Referring expression data
————————

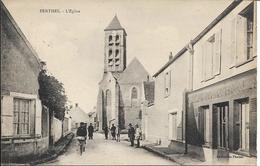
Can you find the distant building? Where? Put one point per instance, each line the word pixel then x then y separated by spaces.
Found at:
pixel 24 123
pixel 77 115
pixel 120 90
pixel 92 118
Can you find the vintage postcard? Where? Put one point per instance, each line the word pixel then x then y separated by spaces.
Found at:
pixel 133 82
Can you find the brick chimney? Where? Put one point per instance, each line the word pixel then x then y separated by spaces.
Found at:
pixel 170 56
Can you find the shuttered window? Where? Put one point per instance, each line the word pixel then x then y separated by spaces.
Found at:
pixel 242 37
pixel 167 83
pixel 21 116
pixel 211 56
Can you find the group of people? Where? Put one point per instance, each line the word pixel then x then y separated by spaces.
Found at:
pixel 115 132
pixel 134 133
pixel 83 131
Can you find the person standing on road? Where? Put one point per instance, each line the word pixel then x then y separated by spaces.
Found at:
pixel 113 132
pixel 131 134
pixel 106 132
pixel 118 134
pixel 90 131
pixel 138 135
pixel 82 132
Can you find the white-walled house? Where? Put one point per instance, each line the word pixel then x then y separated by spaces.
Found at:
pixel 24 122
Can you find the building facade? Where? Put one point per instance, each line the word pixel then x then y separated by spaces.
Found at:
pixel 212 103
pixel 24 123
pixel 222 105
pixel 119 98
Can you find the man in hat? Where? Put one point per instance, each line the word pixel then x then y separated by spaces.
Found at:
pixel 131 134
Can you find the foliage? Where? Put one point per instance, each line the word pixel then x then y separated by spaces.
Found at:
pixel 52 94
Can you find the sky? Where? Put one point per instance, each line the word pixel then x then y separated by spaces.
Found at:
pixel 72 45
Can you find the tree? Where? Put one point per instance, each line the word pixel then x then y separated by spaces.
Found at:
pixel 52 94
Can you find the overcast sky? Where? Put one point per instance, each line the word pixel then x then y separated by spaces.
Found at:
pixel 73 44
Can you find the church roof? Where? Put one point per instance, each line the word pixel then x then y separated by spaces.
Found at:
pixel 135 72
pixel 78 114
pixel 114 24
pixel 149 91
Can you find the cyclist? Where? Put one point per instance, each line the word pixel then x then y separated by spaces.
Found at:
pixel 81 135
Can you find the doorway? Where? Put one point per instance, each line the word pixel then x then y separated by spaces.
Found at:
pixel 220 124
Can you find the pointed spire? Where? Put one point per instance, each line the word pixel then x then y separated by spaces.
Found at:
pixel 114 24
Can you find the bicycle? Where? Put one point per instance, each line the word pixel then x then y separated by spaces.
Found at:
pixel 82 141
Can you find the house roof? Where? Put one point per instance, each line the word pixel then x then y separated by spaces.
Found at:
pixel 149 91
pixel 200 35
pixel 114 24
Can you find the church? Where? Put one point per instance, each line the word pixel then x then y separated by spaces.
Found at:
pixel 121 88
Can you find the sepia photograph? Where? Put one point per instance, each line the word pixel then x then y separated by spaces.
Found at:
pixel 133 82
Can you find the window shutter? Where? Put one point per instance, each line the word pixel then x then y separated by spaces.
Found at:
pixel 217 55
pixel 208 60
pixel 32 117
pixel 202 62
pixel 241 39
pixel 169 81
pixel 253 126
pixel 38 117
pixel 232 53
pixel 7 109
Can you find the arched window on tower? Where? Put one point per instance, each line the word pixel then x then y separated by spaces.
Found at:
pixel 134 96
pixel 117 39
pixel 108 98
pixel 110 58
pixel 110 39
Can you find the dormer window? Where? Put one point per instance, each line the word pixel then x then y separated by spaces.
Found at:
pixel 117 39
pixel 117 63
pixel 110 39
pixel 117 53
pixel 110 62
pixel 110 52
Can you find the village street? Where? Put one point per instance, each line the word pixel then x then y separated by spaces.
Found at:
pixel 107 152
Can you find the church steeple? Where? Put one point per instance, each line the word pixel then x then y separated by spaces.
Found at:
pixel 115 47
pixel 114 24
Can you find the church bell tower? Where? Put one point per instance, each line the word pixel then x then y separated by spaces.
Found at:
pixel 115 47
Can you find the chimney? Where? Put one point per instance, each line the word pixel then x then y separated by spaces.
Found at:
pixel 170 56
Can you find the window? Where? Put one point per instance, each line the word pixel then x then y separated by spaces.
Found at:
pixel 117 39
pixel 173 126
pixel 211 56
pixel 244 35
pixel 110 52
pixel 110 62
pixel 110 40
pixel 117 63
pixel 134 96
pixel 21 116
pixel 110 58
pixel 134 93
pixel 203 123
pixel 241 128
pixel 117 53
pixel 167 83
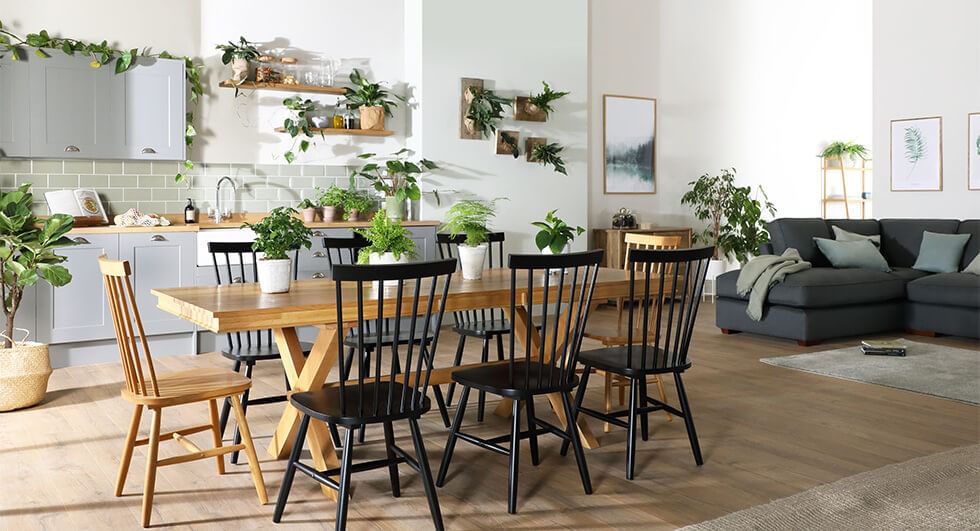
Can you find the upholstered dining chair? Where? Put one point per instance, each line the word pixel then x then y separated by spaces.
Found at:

————————

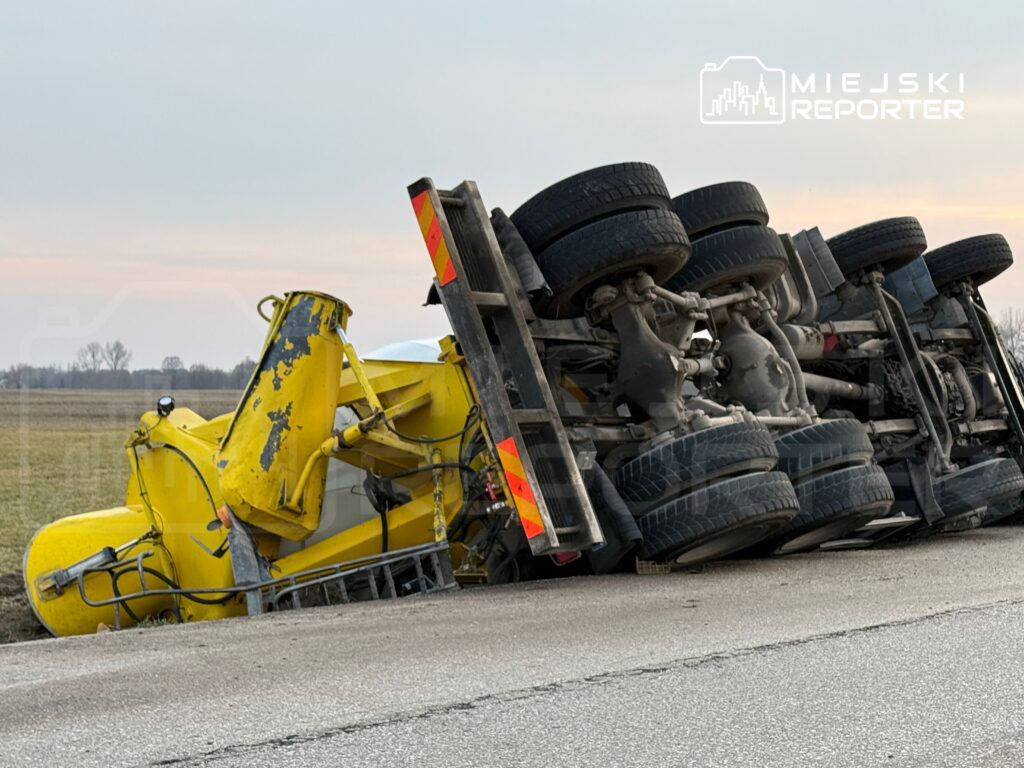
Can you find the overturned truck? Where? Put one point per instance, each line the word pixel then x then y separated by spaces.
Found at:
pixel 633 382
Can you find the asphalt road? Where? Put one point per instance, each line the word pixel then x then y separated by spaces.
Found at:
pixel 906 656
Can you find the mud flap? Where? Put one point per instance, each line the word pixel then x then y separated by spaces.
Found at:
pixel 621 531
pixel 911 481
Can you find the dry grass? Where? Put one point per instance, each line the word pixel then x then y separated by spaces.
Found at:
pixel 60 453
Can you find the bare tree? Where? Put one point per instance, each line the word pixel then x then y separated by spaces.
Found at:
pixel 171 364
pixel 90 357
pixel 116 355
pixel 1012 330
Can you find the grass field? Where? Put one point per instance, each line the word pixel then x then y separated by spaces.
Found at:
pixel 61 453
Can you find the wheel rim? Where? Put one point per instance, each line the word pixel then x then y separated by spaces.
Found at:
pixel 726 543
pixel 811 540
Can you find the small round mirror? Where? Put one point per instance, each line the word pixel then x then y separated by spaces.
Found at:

————————

- About this exercise -
Look through the entries above for the word "chimney". Copy every line where it shows up.

- Written answer -
Can you find the brick chimney? Where? Put one point per instance, each line the word pixel then x then y separated by spaces.
Can you find the chimney? Where? Put one point per instance, each line the word pixel then x then y separated by spaces.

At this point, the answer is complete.